Susun semua baris di bawah ini menjadi tabel Markdown dengan kolom No berisi nomor urut dan kolom Isi berisi teks barisnya. Lewati baris yang kosong.

>>>

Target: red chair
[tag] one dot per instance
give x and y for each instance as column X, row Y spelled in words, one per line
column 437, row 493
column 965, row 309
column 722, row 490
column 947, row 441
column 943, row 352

<<<

** HASIL LATIHAN **
| No | Isi |
|---|---|
| 1 | Target: red chair |
| 2 | [tag] one dot per instance |
| 3 | give x and y for each instance as column X, row Y spelled in words, one per line |
| 4 | column 437, row 493 |
| 5 | column 965, row 309 |
| 6 | column 722, row 490 |
| 7 | column 947, row 441 |
| 8 | column 943, row 352 |